__Required task__. Express the rows below as a two-column CSV with the columns request and points. Give one line per row, with its text and its answer each in a single quoted field and any line breaks turned into spaces.

(Position annotation records)

____

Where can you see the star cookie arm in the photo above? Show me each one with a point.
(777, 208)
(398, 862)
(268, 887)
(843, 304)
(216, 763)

____

__Correct response__.
request,points
"Where can you see the star cookie arm in the photo above? Show me each one with a point.","(777, 208) (398, 862) (268, 887) (843, 304) (216, 763)"